In the contract passage, what is the most a Party in breach can be made to pay as a penalty for late performance? Please give the limit.

## [Passage to read]
+ + + + + + +

7.3.      In case any of the Parties breaches the term for performing its obligations as provided by the present Agreement, the Party in breach shall pay the other Party, upon such other Party’s written request, a penalty in the amount of zero point one per cent (0.1%) of the amount of non-performed obligations for each day in arrears, but not exceeding ten per cent (10%) of the amount of non-performed obligations. Payment of such penalty does not release the Parties of their obligations provided by the present Agreement and Order Forms hereto.

7.4.      In case a breach of law is revealed and upon issuance of relevant orders by law enforcement bodies or other authorized state bodies and officials, the Company reserves the right to suspend the Client’s access to the Service by sending the Client a written notification of the found violations with a demand to remedy such violations. In case the Client fails to remedy the violations within the term stipulated in the notification, the Company shall be entitled to delete the Client’s Account without recalculation of the Company’s Fee and without compensating the Client for any losses

7.5.      In case of using the Service the Client commits breach of any provision of the present Agreement and/or the applicable law, the Company shall be entitled to unilaterally suspend the access to the Service without recourse to court proceedings until the Client remedies such breach, or to terminate the present Agreement by sending the Client a written notification thereof, effective from the date stipulated in such notification, without recalculation of the Company’s Fee and without compensating the Client for any losses.

7.6.      The Company undertakes to compensate for losses, protect the interests, and indemnify the Client in respect of all penalties imposed by a court resolution, court decision, or court settlement, in case any Third-Party claims that using the Service infringes upon its patent rights, copyright, or right to a trademark, or entails unauthorized acquisition of its trade secret in any jurisdiction where the Service is registered.

+ + + + + + +

## [Data records]
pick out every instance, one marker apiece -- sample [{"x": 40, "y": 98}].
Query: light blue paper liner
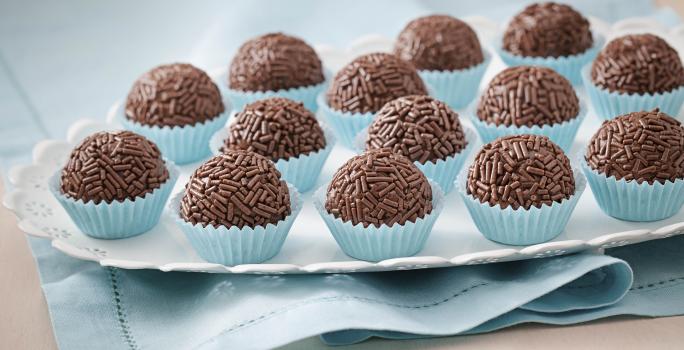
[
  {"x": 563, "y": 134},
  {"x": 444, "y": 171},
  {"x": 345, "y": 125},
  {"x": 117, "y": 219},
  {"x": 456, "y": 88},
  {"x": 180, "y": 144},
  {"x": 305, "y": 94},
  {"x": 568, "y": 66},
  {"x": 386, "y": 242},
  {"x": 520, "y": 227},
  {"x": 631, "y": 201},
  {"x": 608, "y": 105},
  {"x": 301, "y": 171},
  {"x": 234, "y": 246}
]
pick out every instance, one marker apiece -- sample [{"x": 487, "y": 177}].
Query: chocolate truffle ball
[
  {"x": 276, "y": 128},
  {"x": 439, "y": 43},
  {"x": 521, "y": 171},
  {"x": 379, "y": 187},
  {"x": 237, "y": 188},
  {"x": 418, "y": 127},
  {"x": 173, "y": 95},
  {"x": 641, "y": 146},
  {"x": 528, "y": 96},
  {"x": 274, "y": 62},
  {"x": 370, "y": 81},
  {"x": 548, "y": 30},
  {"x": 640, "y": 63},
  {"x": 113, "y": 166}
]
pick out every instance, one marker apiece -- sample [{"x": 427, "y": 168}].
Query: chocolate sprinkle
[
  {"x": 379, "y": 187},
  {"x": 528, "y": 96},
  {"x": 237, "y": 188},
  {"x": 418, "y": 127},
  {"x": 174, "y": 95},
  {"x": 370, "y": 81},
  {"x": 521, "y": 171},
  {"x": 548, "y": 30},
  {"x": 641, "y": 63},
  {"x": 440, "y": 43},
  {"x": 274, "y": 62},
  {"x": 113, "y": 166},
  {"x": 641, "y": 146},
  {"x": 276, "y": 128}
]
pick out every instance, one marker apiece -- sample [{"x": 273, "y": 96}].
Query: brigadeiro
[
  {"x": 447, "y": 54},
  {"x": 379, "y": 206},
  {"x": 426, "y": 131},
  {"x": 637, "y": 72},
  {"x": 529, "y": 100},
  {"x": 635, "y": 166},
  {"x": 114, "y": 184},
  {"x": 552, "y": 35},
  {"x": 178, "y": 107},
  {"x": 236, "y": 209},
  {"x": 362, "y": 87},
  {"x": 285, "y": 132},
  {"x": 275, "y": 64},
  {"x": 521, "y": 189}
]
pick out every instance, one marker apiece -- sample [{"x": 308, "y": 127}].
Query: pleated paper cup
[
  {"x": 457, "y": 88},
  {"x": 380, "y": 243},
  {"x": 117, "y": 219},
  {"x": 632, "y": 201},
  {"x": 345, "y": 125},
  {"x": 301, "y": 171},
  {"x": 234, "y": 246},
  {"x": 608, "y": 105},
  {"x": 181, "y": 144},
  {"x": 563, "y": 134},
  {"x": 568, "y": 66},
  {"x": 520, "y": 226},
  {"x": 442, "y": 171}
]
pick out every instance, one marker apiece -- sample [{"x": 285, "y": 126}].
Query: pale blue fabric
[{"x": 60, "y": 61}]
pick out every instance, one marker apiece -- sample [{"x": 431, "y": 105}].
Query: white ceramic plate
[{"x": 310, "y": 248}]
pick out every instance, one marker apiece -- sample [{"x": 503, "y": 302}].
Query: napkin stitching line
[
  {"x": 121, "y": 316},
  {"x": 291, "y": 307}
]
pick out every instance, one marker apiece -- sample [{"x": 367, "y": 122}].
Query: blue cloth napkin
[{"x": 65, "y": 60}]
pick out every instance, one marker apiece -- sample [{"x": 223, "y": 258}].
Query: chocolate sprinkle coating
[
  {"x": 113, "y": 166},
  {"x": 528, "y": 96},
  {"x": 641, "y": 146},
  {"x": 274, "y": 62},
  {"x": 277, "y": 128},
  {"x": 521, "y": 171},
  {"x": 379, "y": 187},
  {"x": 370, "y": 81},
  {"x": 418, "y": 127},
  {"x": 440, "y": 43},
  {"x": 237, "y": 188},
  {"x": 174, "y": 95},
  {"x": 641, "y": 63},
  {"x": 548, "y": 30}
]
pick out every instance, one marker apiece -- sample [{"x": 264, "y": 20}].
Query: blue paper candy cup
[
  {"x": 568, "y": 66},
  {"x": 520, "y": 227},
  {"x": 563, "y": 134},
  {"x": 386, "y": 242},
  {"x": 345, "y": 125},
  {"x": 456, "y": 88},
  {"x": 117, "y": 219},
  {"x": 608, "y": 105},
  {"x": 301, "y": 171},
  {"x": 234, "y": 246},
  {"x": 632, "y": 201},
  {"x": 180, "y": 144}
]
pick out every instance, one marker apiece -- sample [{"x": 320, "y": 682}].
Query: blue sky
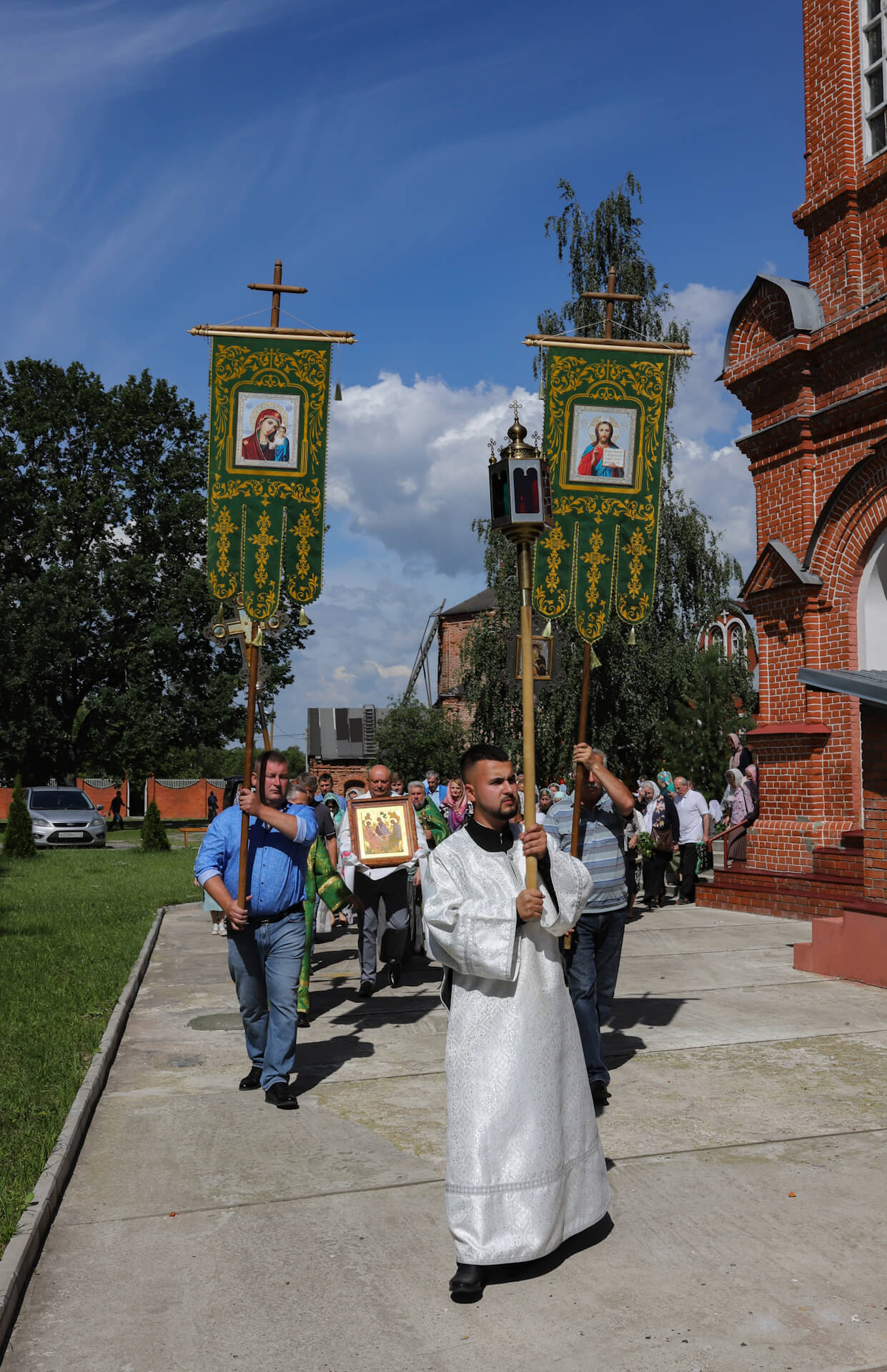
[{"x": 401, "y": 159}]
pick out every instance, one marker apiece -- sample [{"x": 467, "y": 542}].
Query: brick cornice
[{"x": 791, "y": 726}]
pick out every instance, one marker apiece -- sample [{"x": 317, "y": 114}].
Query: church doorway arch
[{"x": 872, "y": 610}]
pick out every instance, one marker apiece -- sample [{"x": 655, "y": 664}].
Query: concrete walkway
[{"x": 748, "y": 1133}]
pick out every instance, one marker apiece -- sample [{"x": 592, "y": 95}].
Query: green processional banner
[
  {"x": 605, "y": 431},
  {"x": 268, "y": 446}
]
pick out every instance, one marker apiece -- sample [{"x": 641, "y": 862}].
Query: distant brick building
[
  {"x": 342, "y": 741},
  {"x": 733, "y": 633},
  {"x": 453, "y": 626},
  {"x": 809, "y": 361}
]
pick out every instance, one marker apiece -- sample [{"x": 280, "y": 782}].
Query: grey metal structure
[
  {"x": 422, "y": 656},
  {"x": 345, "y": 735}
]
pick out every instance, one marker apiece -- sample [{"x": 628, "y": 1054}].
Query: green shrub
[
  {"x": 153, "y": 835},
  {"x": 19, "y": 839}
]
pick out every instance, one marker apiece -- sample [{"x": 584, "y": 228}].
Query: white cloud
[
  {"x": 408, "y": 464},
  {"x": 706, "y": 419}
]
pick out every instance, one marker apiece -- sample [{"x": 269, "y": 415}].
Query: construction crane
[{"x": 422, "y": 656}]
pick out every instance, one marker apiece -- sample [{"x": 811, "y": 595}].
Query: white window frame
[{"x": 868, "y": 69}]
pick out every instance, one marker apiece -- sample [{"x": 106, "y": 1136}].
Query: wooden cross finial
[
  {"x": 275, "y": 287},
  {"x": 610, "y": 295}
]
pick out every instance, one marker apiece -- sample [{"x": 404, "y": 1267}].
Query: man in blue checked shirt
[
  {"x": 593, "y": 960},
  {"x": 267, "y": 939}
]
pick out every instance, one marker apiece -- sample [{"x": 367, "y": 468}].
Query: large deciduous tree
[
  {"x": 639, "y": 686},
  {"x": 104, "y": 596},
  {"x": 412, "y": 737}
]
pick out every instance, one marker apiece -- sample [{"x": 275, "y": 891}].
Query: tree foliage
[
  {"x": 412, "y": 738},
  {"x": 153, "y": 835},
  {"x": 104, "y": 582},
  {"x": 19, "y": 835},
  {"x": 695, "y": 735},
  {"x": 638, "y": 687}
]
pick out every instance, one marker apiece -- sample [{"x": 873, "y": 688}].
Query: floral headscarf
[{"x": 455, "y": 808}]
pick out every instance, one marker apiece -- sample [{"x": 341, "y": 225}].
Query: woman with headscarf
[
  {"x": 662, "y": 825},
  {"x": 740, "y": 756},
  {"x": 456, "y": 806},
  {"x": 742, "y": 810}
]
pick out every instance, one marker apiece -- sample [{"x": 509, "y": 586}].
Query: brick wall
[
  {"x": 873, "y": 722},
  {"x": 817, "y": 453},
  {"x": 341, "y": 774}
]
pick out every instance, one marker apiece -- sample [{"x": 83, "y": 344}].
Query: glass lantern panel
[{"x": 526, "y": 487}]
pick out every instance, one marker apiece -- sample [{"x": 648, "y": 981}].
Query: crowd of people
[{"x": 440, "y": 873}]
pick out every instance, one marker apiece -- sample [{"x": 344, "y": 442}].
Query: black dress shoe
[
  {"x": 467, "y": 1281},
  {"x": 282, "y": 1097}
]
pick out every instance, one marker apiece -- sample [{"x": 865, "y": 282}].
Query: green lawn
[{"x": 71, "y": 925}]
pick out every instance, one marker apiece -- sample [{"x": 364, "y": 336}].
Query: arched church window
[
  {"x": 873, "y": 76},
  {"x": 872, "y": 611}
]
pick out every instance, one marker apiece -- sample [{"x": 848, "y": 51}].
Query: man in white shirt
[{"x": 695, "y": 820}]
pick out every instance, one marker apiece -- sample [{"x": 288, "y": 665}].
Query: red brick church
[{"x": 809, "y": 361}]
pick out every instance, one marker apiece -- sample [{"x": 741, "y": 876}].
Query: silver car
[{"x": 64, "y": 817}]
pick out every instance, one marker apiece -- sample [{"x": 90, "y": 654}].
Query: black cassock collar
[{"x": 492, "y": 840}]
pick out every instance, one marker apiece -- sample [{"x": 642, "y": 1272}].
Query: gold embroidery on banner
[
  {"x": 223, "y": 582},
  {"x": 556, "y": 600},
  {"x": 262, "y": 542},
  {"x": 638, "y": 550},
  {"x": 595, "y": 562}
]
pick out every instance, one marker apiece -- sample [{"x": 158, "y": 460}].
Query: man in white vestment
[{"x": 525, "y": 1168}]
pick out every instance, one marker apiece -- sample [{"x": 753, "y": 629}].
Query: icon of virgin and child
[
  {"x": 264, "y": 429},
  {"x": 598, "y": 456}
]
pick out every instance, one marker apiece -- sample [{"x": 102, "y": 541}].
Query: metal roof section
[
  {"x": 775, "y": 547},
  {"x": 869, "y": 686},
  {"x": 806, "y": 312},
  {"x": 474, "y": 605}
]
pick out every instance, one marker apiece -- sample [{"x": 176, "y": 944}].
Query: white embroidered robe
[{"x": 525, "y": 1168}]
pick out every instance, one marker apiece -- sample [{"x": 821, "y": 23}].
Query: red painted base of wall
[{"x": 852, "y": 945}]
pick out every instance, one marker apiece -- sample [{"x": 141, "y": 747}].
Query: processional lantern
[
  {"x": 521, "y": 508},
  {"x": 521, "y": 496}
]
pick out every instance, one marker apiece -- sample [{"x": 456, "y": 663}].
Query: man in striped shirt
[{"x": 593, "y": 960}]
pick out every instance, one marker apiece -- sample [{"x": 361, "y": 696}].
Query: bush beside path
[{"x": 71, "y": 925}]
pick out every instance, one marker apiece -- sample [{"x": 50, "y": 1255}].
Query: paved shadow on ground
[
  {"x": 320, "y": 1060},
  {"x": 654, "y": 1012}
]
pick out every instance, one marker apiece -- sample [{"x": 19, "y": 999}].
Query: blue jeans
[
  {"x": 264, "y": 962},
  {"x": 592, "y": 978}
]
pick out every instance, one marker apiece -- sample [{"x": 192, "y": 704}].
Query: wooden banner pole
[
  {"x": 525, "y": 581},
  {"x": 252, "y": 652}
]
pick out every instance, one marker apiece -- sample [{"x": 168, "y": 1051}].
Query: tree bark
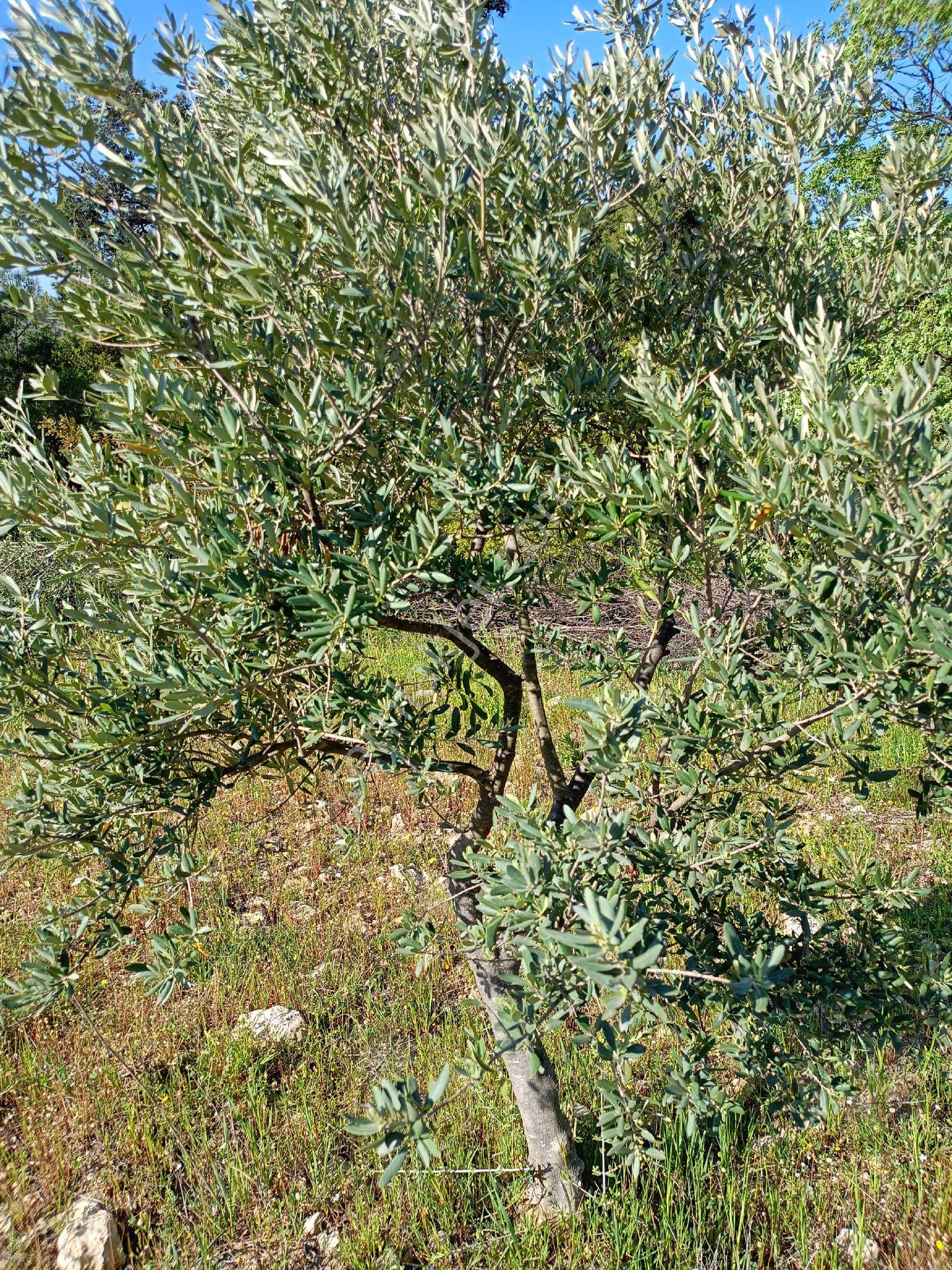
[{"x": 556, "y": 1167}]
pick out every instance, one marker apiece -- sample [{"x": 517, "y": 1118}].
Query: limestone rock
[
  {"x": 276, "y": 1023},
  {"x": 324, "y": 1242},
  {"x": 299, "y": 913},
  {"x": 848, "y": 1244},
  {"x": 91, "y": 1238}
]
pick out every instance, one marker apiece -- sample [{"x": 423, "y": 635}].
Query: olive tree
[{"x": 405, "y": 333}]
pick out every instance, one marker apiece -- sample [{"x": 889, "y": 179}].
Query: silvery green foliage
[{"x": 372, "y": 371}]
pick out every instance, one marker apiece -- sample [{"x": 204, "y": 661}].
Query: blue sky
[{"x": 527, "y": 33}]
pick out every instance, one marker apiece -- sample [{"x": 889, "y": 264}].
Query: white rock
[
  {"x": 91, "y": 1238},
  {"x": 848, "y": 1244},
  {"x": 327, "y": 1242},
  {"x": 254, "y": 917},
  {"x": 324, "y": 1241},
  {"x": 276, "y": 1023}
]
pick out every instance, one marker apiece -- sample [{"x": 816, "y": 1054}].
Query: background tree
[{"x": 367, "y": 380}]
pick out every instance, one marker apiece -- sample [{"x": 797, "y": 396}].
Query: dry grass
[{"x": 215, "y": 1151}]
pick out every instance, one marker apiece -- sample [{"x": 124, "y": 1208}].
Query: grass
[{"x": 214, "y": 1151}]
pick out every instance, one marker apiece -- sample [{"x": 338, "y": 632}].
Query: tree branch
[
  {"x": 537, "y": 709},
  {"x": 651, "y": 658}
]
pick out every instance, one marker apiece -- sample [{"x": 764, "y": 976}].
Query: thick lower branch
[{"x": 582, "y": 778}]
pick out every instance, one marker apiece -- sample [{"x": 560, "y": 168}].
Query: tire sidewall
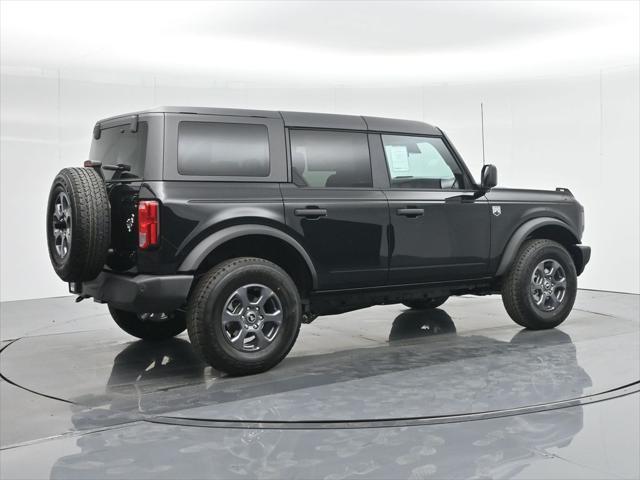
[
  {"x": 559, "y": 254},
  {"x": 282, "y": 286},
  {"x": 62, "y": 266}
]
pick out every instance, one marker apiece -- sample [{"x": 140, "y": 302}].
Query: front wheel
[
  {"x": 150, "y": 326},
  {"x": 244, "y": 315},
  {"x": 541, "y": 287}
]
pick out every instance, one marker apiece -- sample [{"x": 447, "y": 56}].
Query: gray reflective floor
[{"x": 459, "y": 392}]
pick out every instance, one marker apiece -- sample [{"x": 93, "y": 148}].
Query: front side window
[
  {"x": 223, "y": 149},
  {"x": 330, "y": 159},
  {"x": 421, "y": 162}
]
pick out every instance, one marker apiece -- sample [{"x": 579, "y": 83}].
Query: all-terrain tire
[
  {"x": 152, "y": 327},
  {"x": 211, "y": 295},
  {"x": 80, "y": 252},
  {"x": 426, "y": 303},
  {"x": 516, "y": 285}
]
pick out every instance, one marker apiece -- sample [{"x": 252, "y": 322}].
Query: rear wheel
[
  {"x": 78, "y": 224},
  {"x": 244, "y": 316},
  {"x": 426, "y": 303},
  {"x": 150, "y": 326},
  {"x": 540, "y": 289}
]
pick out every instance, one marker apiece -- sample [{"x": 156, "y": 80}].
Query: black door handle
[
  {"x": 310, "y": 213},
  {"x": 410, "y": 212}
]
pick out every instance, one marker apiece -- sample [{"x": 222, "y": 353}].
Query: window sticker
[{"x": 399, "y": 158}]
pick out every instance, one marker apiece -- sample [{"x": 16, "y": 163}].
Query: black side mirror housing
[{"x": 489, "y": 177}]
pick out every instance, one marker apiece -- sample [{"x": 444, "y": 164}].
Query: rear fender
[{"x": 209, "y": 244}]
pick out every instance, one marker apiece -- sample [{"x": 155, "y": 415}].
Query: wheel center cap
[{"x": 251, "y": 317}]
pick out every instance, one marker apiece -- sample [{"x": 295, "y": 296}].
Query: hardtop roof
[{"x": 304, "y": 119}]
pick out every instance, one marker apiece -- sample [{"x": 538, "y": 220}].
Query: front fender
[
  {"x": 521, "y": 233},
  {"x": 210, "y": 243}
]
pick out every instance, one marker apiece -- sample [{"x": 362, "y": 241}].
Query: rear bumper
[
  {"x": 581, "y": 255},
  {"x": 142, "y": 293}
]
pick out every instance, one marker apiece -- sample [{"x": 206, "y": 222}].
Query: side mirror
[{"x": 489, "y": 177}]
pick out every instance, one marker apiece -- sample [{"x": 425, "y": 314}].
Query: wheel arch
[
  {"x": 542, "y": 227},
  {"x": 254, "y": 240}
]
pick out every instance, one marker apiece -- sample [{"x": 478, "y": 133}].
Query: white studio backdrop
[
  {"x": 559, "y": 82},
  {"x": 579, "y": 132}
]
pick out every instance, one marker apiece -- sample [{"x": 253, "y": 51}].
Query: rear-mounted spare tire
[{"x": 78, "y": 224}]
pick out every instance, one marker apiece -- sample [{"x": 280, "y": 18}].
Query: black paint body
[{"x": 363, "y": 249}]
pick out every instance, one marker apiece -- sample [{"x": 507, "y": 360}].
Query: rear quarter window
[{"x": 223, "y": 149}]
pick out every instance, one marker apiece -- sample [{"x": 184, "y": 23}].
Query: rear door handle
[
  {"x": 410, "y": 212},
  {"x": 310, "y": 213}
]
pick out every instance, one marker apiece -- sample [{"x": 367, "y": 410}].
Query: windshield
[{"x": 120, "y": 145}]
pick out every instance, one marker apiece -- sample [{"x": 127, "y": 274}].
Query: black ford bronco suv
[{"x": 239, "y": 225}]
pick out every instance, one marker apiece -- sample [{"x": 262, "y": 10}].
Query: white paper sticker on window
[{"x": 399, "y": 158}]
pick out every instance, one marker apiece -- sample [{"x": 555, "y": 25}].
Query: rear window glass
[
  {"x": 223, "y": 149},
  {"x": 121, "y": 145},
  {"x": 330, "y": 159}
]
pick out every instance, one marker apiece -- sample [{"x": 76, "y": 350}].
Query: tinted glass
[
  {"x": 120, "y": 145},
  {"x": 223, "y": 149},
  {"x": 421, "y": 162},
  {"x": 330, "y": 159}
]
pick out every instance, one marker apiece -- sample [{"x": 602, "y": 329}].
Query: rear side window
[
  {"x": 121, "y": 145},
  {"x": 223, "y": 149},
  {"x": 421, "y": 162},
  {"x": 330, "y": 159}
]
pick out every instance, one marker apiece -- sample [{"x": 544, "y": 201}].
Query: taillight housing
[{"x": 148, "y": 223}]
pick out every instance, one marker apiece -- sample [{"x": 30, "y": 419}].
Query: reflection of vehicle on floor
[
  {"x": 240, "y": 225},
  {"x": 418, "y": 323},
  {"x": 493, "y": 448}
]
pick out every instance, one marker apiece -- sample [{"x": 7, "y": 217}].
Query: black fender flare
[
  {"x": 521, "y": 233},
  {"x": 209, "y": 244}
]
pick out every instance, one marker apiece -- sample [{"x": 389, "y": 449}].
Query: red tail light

+ + + + + + +

## [Response]
Ten per cent (10%) of the amount of non-performed obligations.